- **DIRECTIONS FOR THIS TASK**: Transcribe everything in the data word for word. Pictures are left out.

- **DATASET ROWS**:
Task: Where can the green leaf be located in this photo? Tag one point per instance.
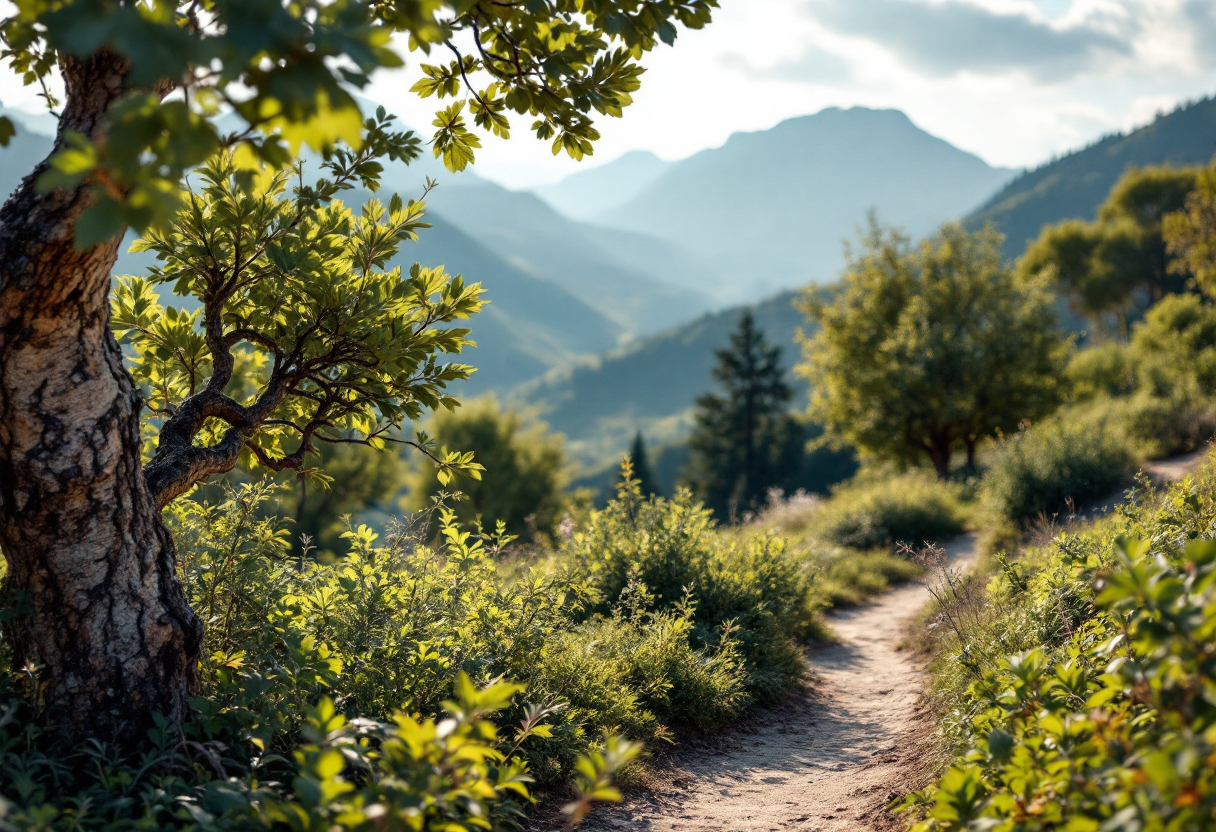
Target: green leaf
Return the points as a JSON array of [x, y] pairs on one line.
[[102, 221]]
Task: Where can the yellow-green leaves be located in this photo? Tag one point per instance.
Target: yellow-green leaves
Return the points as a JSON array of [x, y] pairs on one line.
[[285, 69], [594, 779], [307, 332], [454, 141]]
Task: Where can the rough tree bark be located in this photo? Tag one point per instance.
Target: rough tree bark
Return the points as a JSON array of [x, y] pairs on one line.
[[79, 528]]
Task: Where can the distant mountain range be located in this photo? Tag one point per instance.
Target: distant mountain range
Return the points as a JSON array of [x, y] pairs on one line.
[[590, 195], [651, 384], [770, 211], [1074, 185], [648, 386], [601, 285]]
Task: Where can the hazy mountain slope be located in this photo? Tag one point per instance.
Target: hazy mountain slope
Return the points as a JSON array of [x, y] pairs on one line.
[[648, 386], [770, 209], [1075, 185], [529, 326], [589, 194], [527, 231], [24, 151]]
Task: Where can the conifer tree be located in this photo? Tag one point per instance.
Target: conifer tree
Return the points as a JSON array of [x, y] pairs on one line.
[[642, 472], [742, 439]]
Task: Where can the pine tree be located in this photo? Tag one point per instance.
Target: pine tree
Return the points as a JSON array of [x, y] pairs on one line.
[[743, 439], [642, 472]]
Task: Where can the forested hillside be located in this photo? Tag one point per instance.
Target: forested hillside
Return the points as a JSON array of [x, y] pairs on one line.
[[648, 386], [1074, 186], [639, 294]]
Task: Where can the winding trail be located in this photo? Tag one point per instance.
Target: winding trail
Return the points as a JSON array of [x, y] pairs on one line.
[[828, 758], [832, 755]]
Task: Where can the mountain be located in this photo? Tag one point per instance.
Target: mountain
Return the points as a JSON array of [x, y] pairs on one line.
[[769, 211], [26, 150], [523, 229], [589, 194], [530, 324], [648, 386], [1074, 186]]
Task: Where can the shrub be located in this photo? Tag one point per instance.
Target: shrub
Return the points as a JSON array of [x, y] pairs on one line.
[[911, 509], [749, 585], [326, 697], [1039, 471], [525, 468], [1101, 714]]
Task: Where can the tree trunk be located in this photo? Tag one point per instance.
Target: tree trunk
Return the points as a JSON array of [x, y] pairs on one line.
[[79, 529], [939, 454]]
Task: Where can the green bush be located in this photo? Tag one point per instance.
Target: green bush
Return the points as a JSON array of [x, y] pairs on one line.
[[525, 468], [911, 509], [1160, 391], [1081, 697], [1039, 471], [749, 586], [326, 687]]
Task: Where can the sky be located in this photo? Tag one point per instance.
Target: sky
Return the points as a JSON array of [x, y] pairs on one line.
[[1014, 82]]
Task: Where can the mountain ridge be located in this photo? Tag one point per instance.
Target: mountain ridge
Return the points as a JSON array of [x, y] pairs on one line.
[[1074, 185]]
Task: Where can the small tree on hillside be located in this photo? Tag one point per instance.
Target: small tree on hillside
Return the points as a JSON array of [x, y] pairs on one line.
[[647, 484], [928, 349], [1109, 268], [1191, 234], [741, 443]]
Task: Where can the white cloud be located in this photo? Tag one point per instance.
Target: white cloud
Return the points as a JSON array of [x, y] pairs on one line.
[[1052, 76]]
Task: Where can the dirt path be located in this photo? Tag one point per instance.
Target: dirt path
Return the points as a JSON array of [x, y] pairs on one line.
[[826, 759]]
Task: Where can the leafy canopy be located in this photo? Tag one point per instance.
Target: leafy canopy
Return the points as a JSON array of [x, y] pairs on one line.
[[1110, 266], [304, 333], [285, 68], [925, 348]]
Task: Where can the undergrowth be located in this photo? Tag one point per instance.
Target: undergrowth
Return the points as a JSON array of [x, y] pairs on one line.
[[367, 691], [1076, 687]]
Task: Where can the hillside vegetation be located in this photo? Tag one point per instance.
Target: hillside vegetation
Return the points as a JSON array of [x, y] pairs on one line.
[[1076, 685], [1075, 185]]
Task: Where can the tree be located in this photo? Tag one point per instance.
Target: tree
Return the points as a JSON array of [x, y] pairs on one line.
[[1109, 266], [742, 438], [525, 468], [641, 468], [79, 522], [1191, 234], [932, 347]]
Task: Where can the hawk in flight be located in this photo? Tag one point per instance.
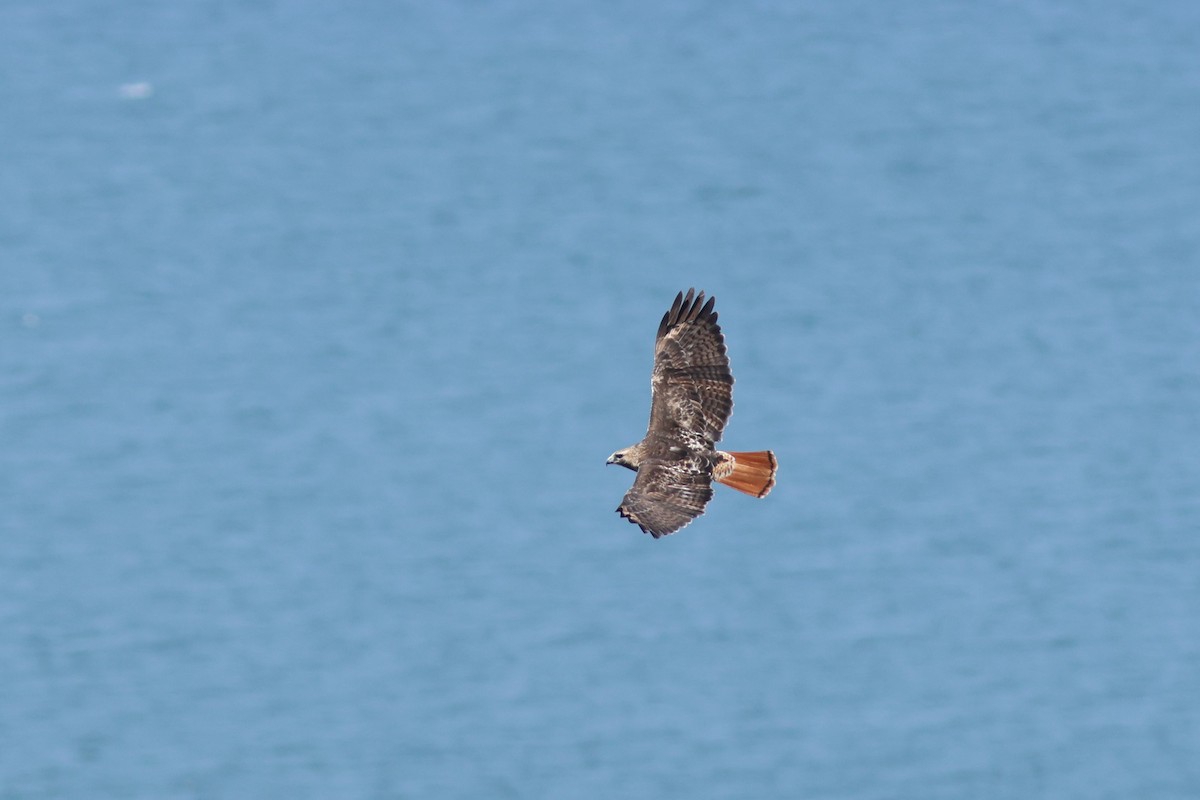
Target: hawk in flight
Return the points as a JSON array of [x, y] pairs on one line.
[[691, 400]]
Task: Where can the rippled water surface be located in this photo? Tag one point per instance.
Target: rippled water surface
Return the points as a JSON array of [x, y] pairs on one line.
[[317, 323]]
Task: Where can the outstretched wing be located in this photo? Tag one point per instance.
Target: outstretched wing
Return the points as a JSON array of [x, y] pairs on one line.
[[667, 494], [691, 384]]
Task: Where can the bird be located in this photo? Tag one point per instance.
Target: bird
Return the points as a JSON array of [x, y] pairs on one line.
[[691, 398]]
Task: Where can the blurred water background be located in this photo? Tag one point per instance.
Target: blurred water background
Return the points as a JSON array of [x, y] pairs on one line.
[[318, 320]]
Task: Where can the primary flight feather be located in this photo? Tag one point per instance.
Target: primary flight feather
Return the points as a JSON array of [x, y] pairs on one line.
[[691, 400]]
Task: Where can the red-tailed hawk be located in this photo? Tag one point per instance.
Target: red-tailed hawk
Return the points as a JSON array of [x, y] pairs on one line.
[[691, 400]]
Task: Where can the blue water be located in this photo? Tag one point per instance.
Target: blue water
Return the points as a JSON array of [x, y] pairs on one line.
[[318, 320]]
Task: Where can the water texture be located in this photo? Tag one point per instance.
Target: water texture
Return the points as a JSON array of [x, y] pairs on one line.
[[318, 322]]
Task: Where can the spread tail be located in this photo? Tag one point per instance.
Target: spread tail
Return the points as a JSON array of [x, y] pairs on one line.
[[753, 473]]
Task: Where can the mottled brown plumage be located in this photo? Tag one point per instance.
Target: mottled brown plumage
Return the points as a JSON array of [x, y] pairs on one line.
[[691, 401]]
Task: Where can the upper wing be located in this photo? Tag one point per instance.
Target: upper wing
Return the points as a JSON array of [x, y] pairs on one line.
[[691, 384], [666, 495]]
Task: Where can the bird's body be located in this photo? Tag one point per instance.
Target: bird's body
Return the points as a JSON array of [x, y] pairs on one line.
[[691, 401]]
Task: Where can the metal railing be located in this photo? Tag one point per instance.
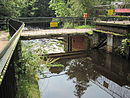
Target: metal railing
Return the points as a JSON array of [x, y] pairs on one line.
[[44, 22], [16, 28]]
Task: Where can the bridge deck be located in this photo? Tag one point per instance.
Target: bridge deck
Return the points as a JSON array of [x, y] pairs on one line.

- **SOLUTION TO THIS TASK**:
Task: Where can the green leaf be located in this photo? Tag one point per instance.
Target: green leaf
Return the points as a JSON array of [x, y] pairs on one line.
[[102, 221]]
Task: Where can the yellow-green leaves be located in this photo? Tag one point per instance.
Target: yellow-green leaves
Return the points as a JSON array of [x, y] pairs on one line.
[[285, 69], [594, 779], [307, 332], [454, 141]]
Task: Where can the rough tree bark be located in this photo? Tag one point per instance.
Target: rough tree bark
Return the points as a JSON array of [x, y] pairs on one line.
[[79, 528]]
Task: Where can the distant mountain range be located in this photo? Tag one point per instance.
Target: distant mountain range
Return the points as a JSON array of [x, y] pairs on one line.
[[590, 195], [651, 384], [770, 211], [1074, 185], [648, 386], [601, 285]]
Task: Where can the hazy mountain slope be located in this photo? Tag one point per instance.
Target: hazy mountain slope
Return the points as a JSON array of [x, y] pairs on one line.
[[648, 386], [770, 209], [1075, 185], [529, 326], [589, 194], [527, 231], [24, 151]]
Task: Where can the conifer tree be located in this photo? Tag one point per instance.
Target: conifer tree
Return the points as a JSON array of [x, y] pairs on one line.
[[642, 472], [742, 439]]
Task: Where can the pine tree be located in this photo? Tag one point per instance.
Target: pine tree
Return the points as a JSON array of [x, y] pairs on one line.
[[743, 439], [642, 472]]
Task: Where can the forested hillside be located in this photo? Tag one point per instance.
Target: forested hillside
Return the points as a JSON array of [x, y] pairs on one line.
[[648, 386], [1074, 186], [639, 294]]
Task: Where can the winding trail be located in this photo? Tag one point per instance.
Target: winding trail
Return the points as a JSON array of [x, y] pairs on one line.
[[828, 758], [832, 755]]
Task: Where can the mountain be located in this photo? Tag one point per instance.
Target: mountain
Return the points as a JSON array of [x, y] pairs on one line.
[[769, 211], [26, 150], [523, 229], [589, 194], [530, 324], [648, 386], [1074, 186]]
Task: Where can the shrub be located in this photo? Tag one point per instance.
Target: shrub
Return the points as a JSON array of [x, y] pairs on one line.
[[911, 509], [749, 585], [326, 697], [1039, 471], [525, 468], [1101, 714]]
Task: Where can the tree trunk be located in this photo? Tag one point per instance.
Target: tree trunk
Return the points as a JSON array of [x, y] pairs on one line.
[[79, 529], [939, 454]]
Task: Where can the green bush be located in this photo? Tag one point per instance.
Target: green bush
Return the points as a JSON array of [x, y] pairs on one line.
[[525, 468], [911, 509], [1160, 391], [1081, 697], [1039, 471], [749, 586], [326, 687]]
Task: Where can the sky be located in this photo? Tag one point per instance.
Target: sky
Return the points as a JSON array of [x, y] pairs on one line.
[[1014, 82]]
Task: Where can the mountain ridge be located in this photo? Tag one point per instance.
Target: mountain ridge
Return the points as a JSON array of [x, y] pairs on one line.
[[1074, 185]]
Task: Where can the small tree on hillside be located in this photo? Tag one point per instance.
Target: small tree on hillside
Return the points as a JSON array of [x, y] pairs on one line.
[[647, 484], [928, 349], [1109, 268], [1191, 234], [741, 443]]
Task: Where can the white cloud be located in this photo? Tag one point per instance.
Target: white cloud
Return the points as a JSON array of [x, y] pairs on one line.
[[1052, 76]]
Task: Where can the dirt path be located in this photo? Tag one point per instance.
Target: dirt path
Return the points as a JSON array of [x, y] pairs on one line.
[[826, 759]]
Task: Where can the leafy canopy be located in this photo? Tag one point per instance.
Target: leafy canopy
Return the points as a JSON array of [x, y] pairs on one line.
[[1110, 266], [304, 333], [285, 68], [925, 348]]
Task: Where can the undergrowth be located in this photo? Tag one point per instance.
Target: undergrowth
Return the points as a JSON array of [x, y] pairs on one line.
[[367, 691], [1076, 687]]
Task: Where can the hillside vegetation be located in this photo? Tag one point per instance.
Target: hillside vegetation
Return the points as a JSON array of [x, y] pairs on one line.
[[1076, 685], [1075, 185]]
Task: Where can the tree be located in this photo? Tag one point per instance.
Target: tree
Return the points as a JSON array of [x, y] pairs on one line.
[[1109, 266], [742, 438], [525, 468], [641, 468], [79, 522], [1191, 234], [932, 347]]
Task: Where can the hawk in flight be located in this photo? Tag one point per instance.
Target: hawk in flight
Return the points as a JSON array of [x, y] pairs on one line.
[[691, 400]]
Task: Where can the rippled water surface be located in this photo? Tag one point per instance.
Target: rippled water surface
Return the points as a JSON array of [x, y] pairs on one line.
[[317, 323]]
Task: Where can the outstretched wing be located in this photo? Tag one point per instance.
Target: outstretched wing
Return the points as a JSON array of [x, y] pairs on one line.
[[667, 494], [691, 384]]
Task: Where can the bird be located in this photo? Tag one point per instance.
Target: bird
Return the points as a JSON array of [x, y] pairs on one line.
[[691, 398]]
Task: Where can the blurred water background be located in this photo? Tag one point per instance.
Target: blurred water background
Return the points as a JSON array of [x, y] pairs on one line.
[[318, 320]]
Task: Where can the primary flight feather be located in this photo? Tag one point per instance.
Target: primary flight feather
Return the points as a JSON array of [x, y] pairs on one line.
[[691, 400]]
Task: Where can the red-tailed hawk be located in this photo? Tag one point per instance.
Target: red-tailed hawk
Return the points as a JSON array of [x, y] pairs on one line.
[[691, 400]]
Task: Where can the blue water be located in this photo? Tag one point per instance.
Target: blue water
Return the points as a JSON array of [x, y] pairs on one line.
[[318, 320]]
Task: Where can the water texture be located in this photo? Tag one point per instance.
Target: water texture
Return the points as a JSON array of [x, y] pairs on one line.
[[318, 322]]
Task: Where can the spread tail be located in this photo? Tag one point per instance.
Target: spread tail
Return the points as a JSON array of [x, y] pairs on one line.
[[753, 473]]
Task: Where can the mottled brown plumage be located in this photo? Tag one point per instance.
Target: mottled brown plumage
Return the points as a JSON array of [x, y] pairs on one line.
[[691, 401]]
Task: Where can the upper wing be located in this photo? Tag one point per instance.
Target: upper wing
Return the points as a JSON array of [x, y] pairs on one line.
[[691, 384], [666, 495]]
Task: Where can the bird's body be located in this photo? Tag one point per instance.
Target: bird's body
Return the points as a JSON array of [x, y] pairs on one line.
[[691, 401]]
Task: Where can the metal railing be located in this photo? Tag one point per instance.
Target: metal railing
Return the points as a JSON array of [x, y] pairs on one line.
[[44, 22], [16, 28]]
Task: Where can the bridge deck be located in this photo? Tag one point per instance.
Target: bridge deck
Return the points as a JSON array of [x, y] pairs on one line.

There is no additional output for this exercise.